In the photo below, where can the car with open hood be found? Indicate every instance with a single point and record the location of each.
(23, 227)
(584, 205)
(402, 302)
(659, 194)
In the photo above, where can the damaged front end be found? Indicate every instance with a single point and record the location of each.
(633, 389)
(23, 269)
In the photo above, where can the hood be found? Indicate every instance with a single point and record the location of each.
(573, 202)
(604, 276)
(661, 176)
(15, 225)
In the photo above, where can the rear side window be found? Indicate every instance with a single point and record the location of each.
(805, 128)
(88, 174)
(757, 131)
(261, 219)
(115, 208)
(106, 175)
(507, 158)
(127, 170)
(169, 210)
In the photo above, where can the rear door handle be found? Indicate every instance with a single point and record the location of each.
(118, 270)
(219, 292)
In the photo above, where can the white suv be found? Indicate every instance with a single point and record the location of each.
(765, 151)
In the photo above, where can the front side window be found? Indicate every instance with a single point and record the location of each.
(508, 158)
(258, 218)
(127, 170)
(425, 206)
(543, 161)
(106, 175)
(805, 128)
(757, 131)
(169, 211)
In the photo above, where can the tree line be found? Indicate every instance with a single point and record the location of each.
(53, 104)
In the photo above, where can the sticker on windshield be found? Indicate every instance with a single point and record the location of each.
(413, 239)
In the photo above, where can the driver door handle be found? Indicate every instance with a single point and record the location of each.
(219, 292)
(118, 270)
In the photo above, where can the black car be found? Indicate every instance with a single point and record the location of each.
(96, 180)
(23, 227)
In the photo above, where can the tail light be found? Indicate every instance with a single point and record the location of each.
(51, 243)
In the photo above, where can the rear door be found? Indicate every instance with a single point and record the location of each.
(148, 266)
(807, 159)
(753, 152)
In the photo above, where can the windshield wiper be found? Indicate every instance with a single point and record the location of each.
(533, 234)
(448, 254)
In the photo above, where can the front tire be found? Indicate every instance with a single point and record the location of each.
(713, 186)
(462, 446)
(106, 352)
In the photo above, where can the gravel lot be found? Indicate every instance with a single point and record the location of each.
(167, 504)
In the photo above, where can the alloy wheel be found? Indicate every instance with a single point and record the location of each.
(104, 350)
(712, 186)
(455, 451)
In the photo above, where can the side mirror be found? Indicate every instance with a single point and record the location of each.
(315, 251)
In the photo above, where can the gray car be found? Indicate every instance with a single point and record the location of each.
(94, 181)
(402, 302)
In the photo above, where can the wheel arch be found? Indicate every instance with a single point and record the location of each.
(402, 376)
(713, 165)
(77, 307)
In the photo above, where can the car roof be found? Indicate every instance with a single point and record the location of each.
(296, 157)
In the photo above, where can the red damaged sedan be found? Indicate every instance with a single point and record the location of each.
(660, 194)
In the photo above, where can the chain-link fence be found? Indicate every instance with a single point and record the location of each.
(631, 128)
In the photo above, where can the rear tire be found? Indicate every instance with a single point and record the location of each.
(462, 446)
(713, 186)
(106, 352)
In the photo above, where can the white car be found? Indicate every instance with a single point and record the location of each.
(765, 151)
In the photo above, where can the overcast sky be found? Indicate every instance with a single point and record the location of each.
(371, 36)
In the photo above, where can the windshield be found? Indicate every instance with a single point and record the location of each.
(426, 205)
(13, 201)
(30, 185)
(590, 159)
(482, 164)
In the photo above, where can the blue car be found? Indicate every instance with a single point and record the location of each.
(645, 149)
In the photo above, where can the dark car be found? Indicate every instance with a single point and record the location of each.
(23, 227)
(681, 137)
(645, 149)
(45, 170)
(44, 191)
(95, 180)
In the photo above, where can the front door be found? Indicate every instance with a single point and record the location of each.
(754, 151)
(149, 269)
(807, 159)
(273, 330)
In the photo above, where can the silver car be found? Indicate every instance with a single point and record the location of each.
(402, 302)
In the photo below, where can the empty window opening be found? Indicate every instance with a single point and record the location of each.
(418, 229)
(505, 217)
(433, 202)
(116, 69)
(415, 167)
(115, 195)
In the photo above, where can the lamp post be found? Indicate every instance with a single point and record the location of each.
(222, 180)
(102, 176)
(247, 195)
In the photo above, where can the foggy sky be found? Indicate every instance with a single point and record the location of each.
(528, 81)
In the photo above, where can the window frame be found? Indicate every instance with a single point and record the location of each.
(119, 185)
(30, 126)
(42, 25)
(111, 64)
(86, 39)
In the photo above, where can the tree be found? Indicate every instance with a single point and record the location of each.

### What needs to be done
Could you lay out every one of the rows above as a numbered list, leaving out any blank lines?

### Problem solution
1. In the photo below, where can the car with open hood be found? Indicate every instance with a single point and record the location of each.
2. (23, 227)
3. (584, 205)
4. (402, 302)
5. (659, 194)
6. In the photo above, where can the damaged front end be found? Indicate every instance with a single point and record the location of each.
7. (633, 389)
8. (23, 269)
9. In the photo above, where can the hood be found? Indicate every instance with a single point and record the location of each.
10. (573, 202)
11. (604, 276)
12. (661, 176)
13. (15, 225)
14. In the photo above, where can the rear side window be found? Indicate every instance with a single point and record the location of each.
15. (805, 128)
16. (88, 174)
17. (757, 131)
18. (261, 219)
19. (115, 208)
20. (106, 175)
21. (507, 158)
22. (127, 170)
23. (169, 210)
24. In the photo above, where can the rear door handle be found? Indicate every instance with a single point and record the location of each.
25. (118, 270)
26. (219, 292)
27. In the photo above, where can the white suv be found? Indicate every instance with a single point and record the location of each.
28. (765, 151)
29. In the photo above, where can the front side window be found? Indicate every instance with a single point and record the location of each.
30. (508, 158)
31. (258, 218)
32. (127, 170)
33. (425, 206)
34. (543, 161)
35. (106, 175)
36. (805, 128)
37. (757, 131)
38. (169, 211)
39. In the photo above, where can the tree line be found? Indicate every instance with a single point and record the location of each.
40. (53, 104)
41. In the photo above, where can the sticker on windshield be found? Indicate every instance with a single point and record the location of each.
42. (413, 239)
43. In the photo above, where can the driver door handle be found? Indicate every instance with a single point and record the location of each.
44. (219, 292)
45. (118, 270)
46. In the photo above, where can the black car be found? Indicate every instance with a single point and record the location of each.
47. (96, 180)
48. (23, 227)
49. In the photo above, where can the tail light be found? Indicate every instance with a single point and record the location of each.
50. (51, 243)
51. In the photo above, where can the rear door be found? Indicate every instance with a single point and record the location of each.
52. (148, 266)
53. (807, 159)
54. (753, 152)
55. In the photo above, where can the windshield wiper be found? Indicate every instance with a single point and record the location of each.
56. (533, 234)
57. (448, 254)
58. In the photo above, where can the front tire be found? Indicate every instance with a single point and record the location of each.
59. (713, 186)
60. (462, 446)
61. (106, 352)
62. In the photo above, where can the gravel lot be found? Indicate every instance with a single point and record the location of each.
63. (167, 504)
64. In the photo above, where can the alloy wheel be found? Indicate every instance with a single point and record the location of each.
65. (104, 350)
66. (712, 186)
67. (455, 451)
68. In the photo above, where can the side mirror be found? Indicate every instance with a single point and record the location of each.
69. (315, 251)
70. In the photo above, where can the gray car be found? Indicate every instance with a single point and record the location of each.
71. (94, 181)
72. (402, 302)
73. In the photo above, where can the wheel arch be found? Indicate every instance with a single point and record the location of each.
74. (402, 376)
75. (713, 165)
76. (77, 307)
77. In the photo above, where can the car roof be found? Indicate every instance with a single point and record the location of each.
78. (296, 157)
79. In the photo above, where can the red damaged sedan be found? Indicate every instance with a single point and record the location of each.
80. (660, 194)
81. In the photo above, where can the chain-link fence be found? Indicate every instance with a single point and record the location of each.
82. (631, 128)
83. In the photo above, where can the rear tire be found? Indicate every instance with a single point and record the location of each.
84. (462, 446)
85. (713, 186)
86. (106, 352)
87. In the photo above, where can the white car be found? Indicate every instance with a single point and record the location of each.
88. (765, 151)
89. In the photo above, where can the overcast sky be found? Indicate every instance with a single point and record the location of each.
90. (371, 36)
91. In the photo above, where can the windshield be found? Indicate every instance with a single point and record the location of each.
92. (426, 205)
93. (13, 201)
94. (30, 185)
95. (590, 159)
96. (482, 164)
97. In the photo above, where can the blue car be found? Indicate every instance with a single point and record the location of each.
98. (645, 149)
99. In the photo above, where can the dark car be found? Indicate every instance with a single point and record the location of each.
100. (23, 227)
101. (681, 137)
102. (645, 149)
103. (45, 170)
104. (44, 191)
105. (95, 180)
106. In the photo above, where can the front door be found? Indicate every instance with a single point and record the location of each.
107. (754, 151)
108. (149, 269)
109. (807, 159)
110. (273, 330)
111. In the photo above, where can the silver car be found? Indicate every instance with a single point and record the location of each.
112. (402, 302)
113. In the photo below, where can the empty window opening be found? Indicate every instance with a single point and record the location of each.
114. (418, 229)
115. (505, 217)
116. (433, 202)
117. (116, 69)
118. (415, 167)
119. (115, 195)
120. In the photo above, where can the lamp post be found? Indicate every instance with a single point and record the location of each.
121. (222, 180)
122. (102, 176)
123. (247, 195)
124. In the photo above, where can the foggy sky be found? Indicate every instance with a single point and record the location of each.
125. (528, 81)
126. In the photo above, where can the window frame be found? Indicate every instance with a single point and record the location of each.
127. (119, 185)
128. (30, 126)
129. (42, 25)
130. (111, 64)
131. (86, 39)
132. In the photo above, where can the tree be found? Indicate every instance with a single point and record the location of each.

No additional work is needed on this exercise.